**** DATA IN THIS EXERCISE ****
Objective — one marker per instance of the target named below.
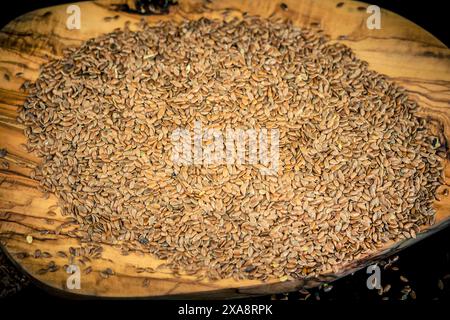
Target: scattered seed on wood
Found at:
(356, 160)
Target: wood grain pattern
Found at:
(406, 53)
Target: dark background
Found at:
(426, 265)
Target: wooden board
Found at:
(408, 54)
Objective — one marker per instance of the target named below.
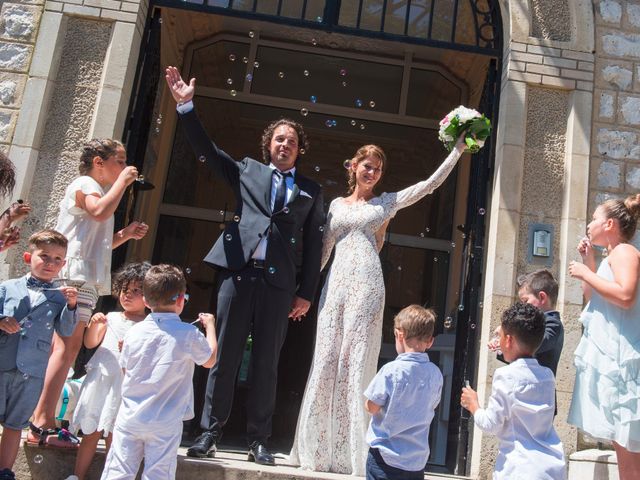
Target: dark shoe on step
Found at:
(204, 446)
(258, 453)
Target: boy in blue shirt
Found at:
(31, 309)
(402, 399)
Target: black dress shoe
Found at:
(258, 453)
(204, 446)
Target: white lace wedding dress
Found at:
(330, 436)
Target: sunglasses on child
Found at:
(184, 295)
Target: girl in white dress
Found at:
(99, 400)
(86, 219)
(606, 395)
(330, 436)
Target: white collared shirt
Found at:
(260, 252)
(158, 356)
(520, 413)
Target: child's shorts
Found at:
(19, 395)
(377, 469)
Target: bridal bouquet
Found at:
(463, 119)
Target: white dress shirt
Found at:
(520, 413)
(158, 357)
(260, 252)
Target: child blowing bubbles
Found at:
(86, 217)
(31, 310)
(402, 398)
(521, 407)
(100, 396)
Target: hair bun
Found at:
(632, 202)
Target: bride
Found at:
(330, 436)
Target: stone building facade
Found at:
(567, 134)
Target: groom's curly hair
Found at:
(267, 135)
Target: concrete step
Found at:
(56, 464)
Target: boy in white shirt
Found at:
(157, 358)
(521, 407)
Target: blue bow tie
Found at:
(33, 282)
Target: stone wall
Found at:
(615, 165)
(19, 23)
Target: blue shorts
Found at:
(377, 469)
(19, 395)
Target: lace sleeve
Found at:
(328, 241)
(412, 194)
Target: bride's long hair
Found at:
(364, 152)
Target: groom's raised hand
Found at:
(180, 90)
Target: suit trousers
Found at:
(247, 304)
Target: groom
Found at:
(269, 263)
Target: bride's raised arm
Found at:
(412, 194)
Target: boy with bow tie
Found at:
(31, 309)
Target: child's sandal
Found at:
(62, 438)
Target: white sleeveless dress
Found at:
(606, 395)
(100, 395)
(330, 436)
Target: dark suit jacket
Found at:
(294, 234)
(548, 354)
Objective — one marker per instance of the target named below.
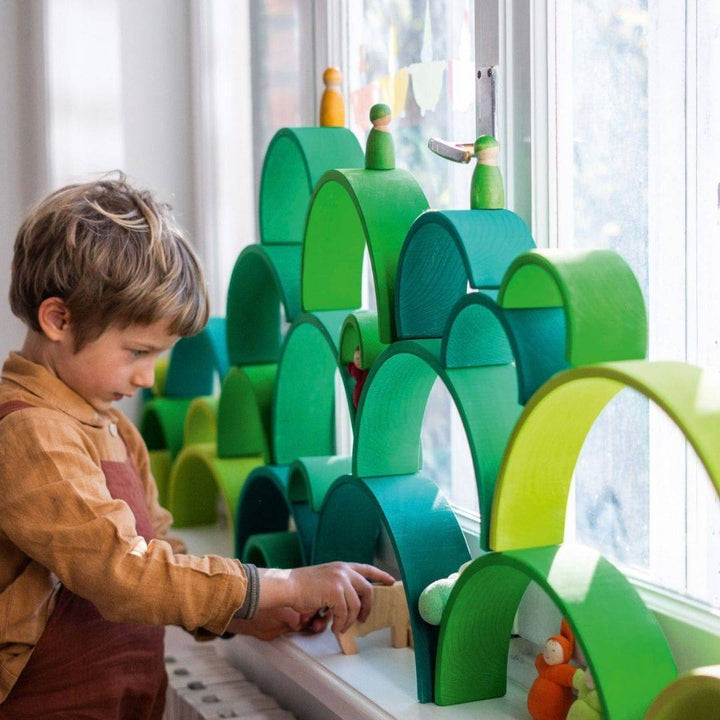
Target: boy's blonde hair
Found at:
(114, 255)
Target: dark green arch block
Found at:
(389, 422)
(264, 279)
(446, 251)
(603, 303)
(424, 533)
(295, 160)
(278, 549)
(244, 411)
(304, 402)
(360, 330)
(263, 506)
(534, 481)
(309, 480)
(349, 210)
(195, 360)
(480, 332)
(625, 648)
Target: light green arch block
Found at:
(349, 210)
(532, 489)
(623, 643)
(390, 415)
(295, 160)
(604, 306)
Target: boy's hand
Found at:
(344, 588)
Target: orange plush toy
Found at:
(551, 694)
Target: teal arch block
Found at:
(425, 536)
(480, 332)
(304, 403)
(264, 282)
(295, 160)
(263, 506)
(534, 481)
(360, 330)
(624, 646)
(244, 411)
(389, 422)
(309, 481)
(444, 253)
(194, 362)
(352, 209)
(600, 295)
(278, 550)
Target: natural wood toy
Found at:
(332, 108)
(389, 610)
(486, 187)
(380, 148)
(356, 371)
(551, 695)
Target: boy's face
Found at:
(114, 365)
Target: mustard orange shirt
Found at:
(60, 525)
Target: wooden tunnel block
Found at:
(197, 476)
(244, 412)
(532, 488)
(444, 253)
(389, 610)
(408, 507)
(603, 303)
(304, 403)
(196, 361)
(390, 415)
(264, 282)
(624, 646)
(352, 209)
(263, 506)
(294, 162)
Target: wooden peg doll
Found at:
(332, 108)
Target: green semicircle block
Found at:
(295, 160)
(695, 695)
(264, 281)
(624, 646)
(603, 303)
(195, 480)
(304, 401)
(263, 506)
(444, 253)
(195, 361)
(410, 508)
(200, 425)
(244, 411)
(360, 330)
(534, 481)
(351, 209)
(278, 550)
(388, 427)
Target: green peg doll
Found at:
(380, 148)
(486, 188)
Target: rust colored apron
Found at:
(85, 667)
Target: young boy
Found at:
(105, 283)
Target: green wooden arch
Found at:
(349, 210)
(532, 488)
(294, 162)
(304, 402)
(603, 303)
(445, 251)
(623, 643)
(390, 415)
(424, 533)
(265, 279)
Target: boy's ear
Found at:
(54, 318)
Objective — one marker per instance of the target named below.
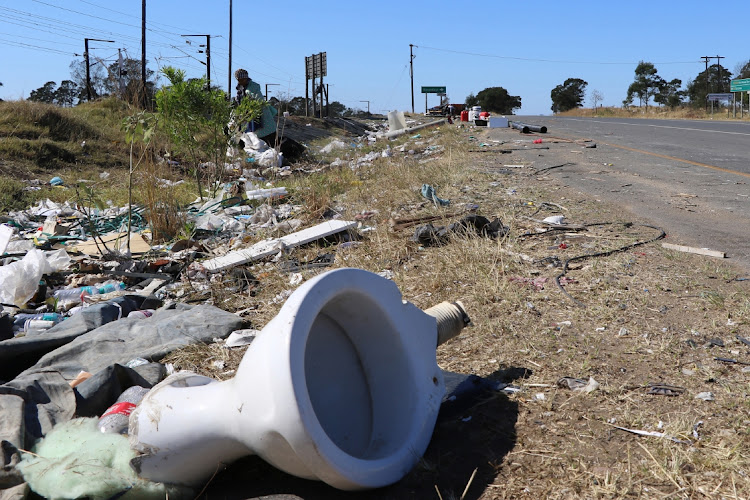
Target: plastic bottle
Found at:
(115, 419)
(37, 325)
(20, 319)
(111, 287)
(76, 293)
(146, 313)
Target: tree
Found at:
(669, 93)
(195, 117)
(596, 97)
(708, 81)
(126, 81)
(45, 93)
(569, 95)
(646, 84)
(66, 93)
(497, 100)
(742, 69)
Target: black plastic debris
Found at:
(665, 390)
(430, 235)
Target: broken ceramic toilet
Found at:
(341, 386)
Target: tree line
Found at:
(648, 86)
(124, 81)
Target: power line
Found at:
(38, 47)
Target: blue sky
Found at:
(526, 47)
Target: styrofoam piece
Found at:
(259, 194)
(267, 248)
(6, 232)
(554, 219)
(498, 122)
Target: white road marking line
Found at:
(657, 126)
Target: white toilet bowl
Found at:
(341, 386)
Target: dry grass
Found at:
(642, 307)
(648, 318)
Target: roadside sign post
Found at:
(719, 97)
(741, 85)
(431, 90)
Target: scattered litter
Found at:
(6, 233)
(554, 219)
(699, 251)
(705, 396)
(267, 248)
(540, 281)
(665, 390)
(334, 144)
(715, 342)
(387, 274)
(697, 425)
(430, 235)
(240, 338)
(652, 434)
(732, 361)
(429, 193)
(19, 280)
(76, 460)
(577, 384)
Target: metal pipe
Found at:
(451, 319)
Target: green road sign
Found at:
(740, 85)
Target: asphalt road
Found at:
(690, 177)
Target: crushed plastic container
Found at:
(115, 419)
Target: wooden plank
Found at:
(266, 248)
(699, 251)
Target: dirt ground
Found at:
(660, 338)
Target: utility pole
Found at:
(143, 51)
(708, 90)
(88, 65)
(267, 88)
(229, 78)
(208, 57)
(411, 74)
(721, 82)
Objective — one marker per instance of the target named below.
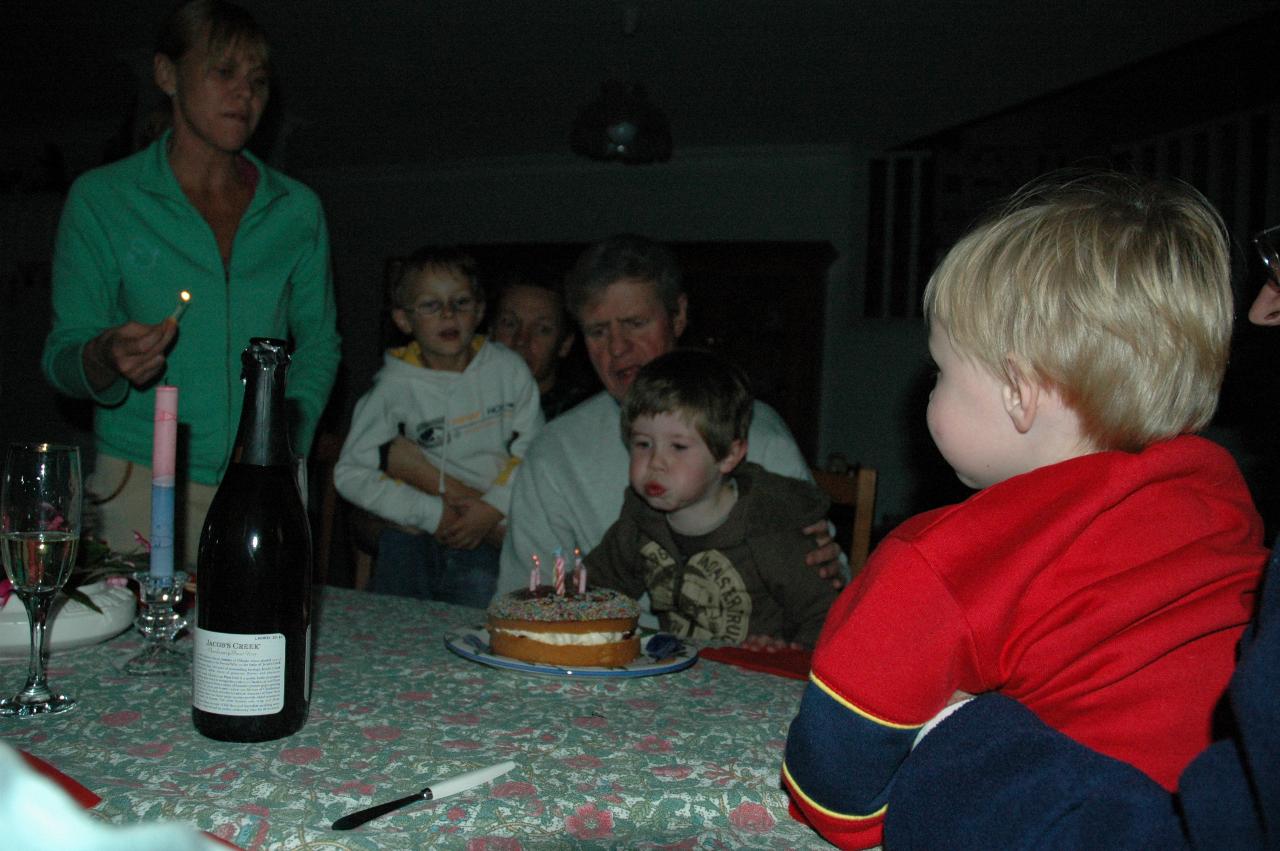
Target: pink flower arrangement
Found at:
(589, 823)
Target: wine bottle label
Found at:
(237, 673)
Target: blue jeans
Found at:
(421, 567)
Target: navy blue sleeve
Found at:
(993, 776)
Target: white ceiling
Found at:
(420, 81)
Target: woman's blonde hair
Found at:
(1112, 289)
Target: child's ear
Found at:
(1022, 394)
(165, 74)
(736, 452)
(400, 316)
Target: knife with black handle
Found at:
(433, 792)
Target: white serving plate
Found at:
(71, 625)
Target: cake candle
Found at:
(163, 466)
(183, 300)
(560, 572)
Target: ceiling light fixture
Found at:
(622, 126)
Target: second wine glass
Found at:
(40, 526)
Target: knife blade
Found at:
(443, 787)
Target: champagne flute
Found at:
(40, 525)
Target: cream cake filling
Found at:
(570, 637)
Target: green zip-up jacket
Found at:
(129, 241)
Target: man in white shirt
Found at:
(627, 296)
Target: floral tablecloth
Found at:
(681, 760)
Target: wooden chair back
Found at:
(854, 490)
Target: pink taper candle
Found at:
(560, 573)
(164, 445)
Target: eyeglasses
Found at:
(1267, 242)
(433, 306)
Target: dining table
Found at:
(679, 758)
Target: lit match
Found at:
(183, 300)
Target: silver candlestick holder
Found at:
(159, 622)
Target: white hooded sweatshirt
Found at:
(472, 425)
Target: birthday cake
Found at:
(593, 628)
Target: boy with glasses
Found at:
(470, 406)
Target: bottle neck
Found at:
(263, 439)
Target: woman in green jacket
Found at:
(195, 213)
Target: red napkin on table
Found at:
(782, 663)
(78, 792)
(82, 795)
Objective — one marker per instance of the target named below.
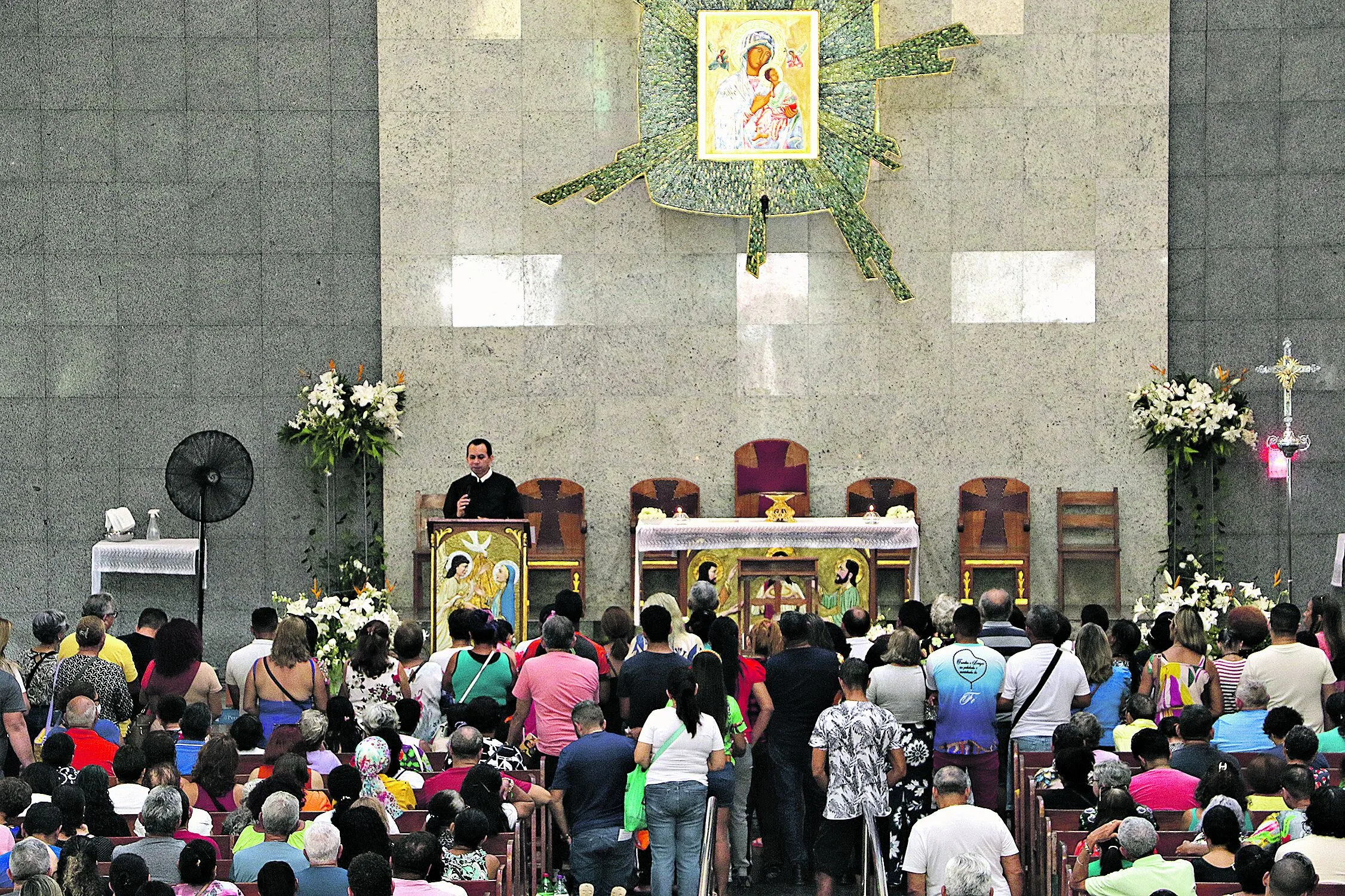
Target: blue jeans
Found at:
(675, 814)
(599, 857)
(797, 801)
****
__REQUIREMENT__. For every entry above, please output the text exactly and leave any picture behind.

__ANSWER__.
Objective — one marker per instance of the target named below.
Target: scattered seed on wood
Found at:
(356, 160)
Target: wood grain pattern
Found at:
(406, 53)
Target: dark background
Found at:
(426, 265)
Target: wooden board
Found at:
(408, 54)
Objective — one marker per instance of the target named below.
Target: dark shoe on step
Found at:
(204, 446)
(258, 453)
Target: boy in blue shirt
Found at:
(31, 309)
(402, 399)
Target: black dress shoe
Found at:
(258, 453)
(204, 446)
Target: white lace wedding dress
Found at:
(330, 436)
Target: sunglasses on child
Found at:
(184, 295)
Target: girl in white dress
Found at:
(99, 400)
(86, 219)
(606, 395)
(330, 436)
Target: white collared shirt
Found at:
(260, 252)
(158, 356)
(520, 413)
Target: child's shorts
Found at:
(19, 395)
(377, 469)
Target: bridal bouquet
Found at:
(463, 119)
Target: white dress shirt
Found at:
(520, 413)
(158, 357)
(260, 252)
Target: child blowing bubbles
Found at:
(86, 217)
(31, 310)
(402, 398)
(521, 407)
(100, 396)
Target: hair bun
Found at:
(632, 202)
Target: bride
Found at:
(330, 436)
Target: stone building facade
Found at:
(567, 134)
Target: groom's curly hair
Found at:
(267, 135)
Target: concrete step
Found at:
(56, 464)
Target: boy in white shirt
Found at:
(157, 358)
(521, 407)
Target: blue bow tie
Found at:
(33, 282)
Target: stone wall
Found at:
(615, 165)
(19, 23)
Target: blue shorts
Found at:
(377, 469)
(19, 395)
Target: lace sleeve
Found at:
(328, 241)
(412, 194)
Target: bride's long hair
Found at:
(364, 152)
Target: groom's raised hand
Found at:
(180, 90)
Target: suit trousers
Found at:
(247, 304)
Target: groom
Found at:
(269, 263)
Target: bride's raised arm
Found at:
(412, 194)
Target: boy with bow tie
Found at:
(31, 309)
Target: child's sandal
Found at:
(62, 438)
Target: white sleeveless dress
Found at:
(606, 395)
(100, 395)
(330, 436)
Target: dark suit jacket
Found at:
(294, 234)
(548, 354)
Objective — one marker per instance of the target named below.
Target: boy's blonde hair
Found at:
(114, 255)
Target: dark green arch block
Found at:
(389, 422)
(264, 279)
(446, 251)
(603, 303)
(424, 533)
(295, 160)
(278, 549)
(244, 411)
(304, 402)
(360, 330)
(263, 506)
(534, 481)
(309, 480)
(349, 210)
(195, 360)
(480, 332)
(625, 648)
Target: light green arch block
Found at:
(349, 210)
(532, 489)
(623, 643)
(390, 415)
(295, 160)
(604, 306)
Target: boy's hand
Found at:
(344, 588)
Target: orange plush toy
Found at:
(551, 694)
Target: teal arch block
Found at:
(425, 536)
(480, 332)
(304, 403)
(264, 282)
(295, 160)
(263, 506)
(534, 481)
(360, 330)
(624, 646)
(244, 411)
(389, 422)
(309, 481)
(444, 253)
(194, 362)
(352, 209)
(600, 295)
(278, 550)
Target: natural wood toy
Found at:
(332, 108)
(389, 610)
(486, 187)
(380, 148)
(356, 371)
(551, 695)
Target: boy's face
Found at:
(114, 365)
Target: mustard orange shirt
Found at:
(60, 525)
Target: wooden tunnel block
Found at:
(197, 476)
(244, 412)
(532, 488)
(444, 253)
(389, 610)
(408, 507)
(603, 303)
(304, 403)
(196, 361)
(390, 415)
(264, 282)
(624, 646)
(352, 209)
(263, 506)
(294, 162)
Target: wooden peg doll
Found at:
(332, 108)
Target: green semicircle block
Found at:
(295, 160)
(695, 695)
(264, 281)
(624, 646)
(603, 303)
(195, 480)
(304, 401)
(263, 506)
(444, 253)
(195, 361)
(410, 508)
(200, 425)
(244, 411)
(360, 330)
(534, 481)
(351, 209)
(278, 550)
(388, 427)
Target: green peg doll
Found at:
(380, 148)
(486, 188)
Target: rust colored apron
Found at:
(85, 667)
Target: young boy
Found at:
(105, 283)
Target: green wooden arch
Found at:
(349, 210)
(532, 488)
(294, 162)
(304, 402)
(603, 303)
(445, 251)
(623, 643)
(390, 415)
(424, 533)
(265, 279)
Target: boy's ear
Found at:
(54, 318)
Objective — one marker per instance of the target named below.
Target: plastic bottle
Found at:
(115, 419)
(37, 325)
(20, 319)
(111, 287)
(76, 293)
(146, 313)
Target: tree
Found at:
(669, 93)
(195, 117)
(596, 97)
(708, 81)
(126, 81)
(45, 93)
(569, 95)
(646, 84)
(66, 93)
(497, 100)
(742, 69)
Target: black plastic debris
Found at:
(665, 390)
(430, 235)
Target: broken ceramic toilet
Found at:
(341, 386)
Target: tree line
Found at:
(648, 86)
(124, 81)
Target: power line
Found at:
(38, 47)
Target: blue sky
Found at:
(526, 47)
Target: styrofoam piece
Found at:
(259, 194)
(267, 248)
(6, 232)
(554, 219)
(498, 122)
Target: white road marking line
Found at:
(657, 126)
Target: white toilet bowl
Found at:
(341, 386)
Target: dry grass
Found at:
(642, 307)
(648, 318)
Target: roadside sign post
Found at:
(719, 97)
(741, 85)
(431, 90)
Target: scattered litter
Found at:
(6, 233)
(554, 219)
(699, 251)
(705, 396)
(267, 248)
(540, 281)
(665, 390)
(334, 144)
(715, 342)
(387, 274)
(697, 425)
(430, 235)
(240, 338)
(652, 434)
(732, 361)
(429, 193)
(19, 280)
(76, 460)
(577, 384)
Target: metal pipe
Found at:
(451, 319)
Target: green road sign
Found at:
(740, 85)
Target: asphalt road
Found at:
(690, 177)
Target: crushed plastic container
Found at:
(115, 419)
Target: wooden plank
Found at:
(266, 248)
(699, 251)
Target: dirt ground
Found at:
(660, 338)
Target: utility pole
Found at:
(143, 51)
(708, 90)
(88, 65)
(267, 88)
(229, 78)
(208, 57)
(411, 74)
(721, 82)
Objective — one marker per instance of the target named below.
Target: pink flower arrangement
Found at:
(589, 823)
Target: wine bottle label
Found at:
(237, 673)
Target: blue jeans
Found at:
(421, 567)
Target: navy blue sleeve
Found at:
(993, 776)
Target: white ceiling
Found at:
(420, 81)
Target: woman's blonde hair
Found at:
(1112, 289)
Target: child's ear
Found at:
(1022, 394)
(165, 74)
(736, 452)
(400, 316)
Target: knife with black handle
Found at:
(433, 792)
Target: white serving plate
Found at:
(71, 625)
Target: cake candle
Found at:
(163, 466)
(183, 300)
(560, 572)
Target: ceiling light fixture
Found at:
(622, 126)
Target: second wine glass
Found at:
(40, 526)
Target: knife blade
Found at:
(443, 787)
Target: champagne flute
Found at:
(40, 525)
Target: cream cake filling
Found at:
(570, 637)
Target: green zip-up jacket
Found at:
(129, 241)
Target: man in white shirt
Found at:
(627, 296)
Target: floral tablecloth
Found at:
(681, 760)
Target: wooden chair back
Found at:
(854, 490)
Target: pink taper candle
Found at:
(560, 573)
(164, 445)
Target: eyeglasses
Found at:
(1267, 242)
(433, 306)
Target: dining table
Found at:
(679, 758)
Target: lit match
Found at:
(183, 300)
Target: silver candlestick holder
Found at:
(159, 622)
Target: white hooded sweatshirt
Found at:
(472, 425)
Target: birthday cake
Found at:
(593, 628)
Target: boy with glasses
Found at:
(470, 406)
Target: bottle neck
Found at:
(263, 439)
Target: woman in green jacket
Found at:
(195, 213)
Target: red napkin on table
Found at:
(782, 663)
(78, 792)
(82, 795)
Objective — one marker per instance of the target named below.
Target: blue jeans
Found at:
(675, 814)
(599, 857)
(797, 801)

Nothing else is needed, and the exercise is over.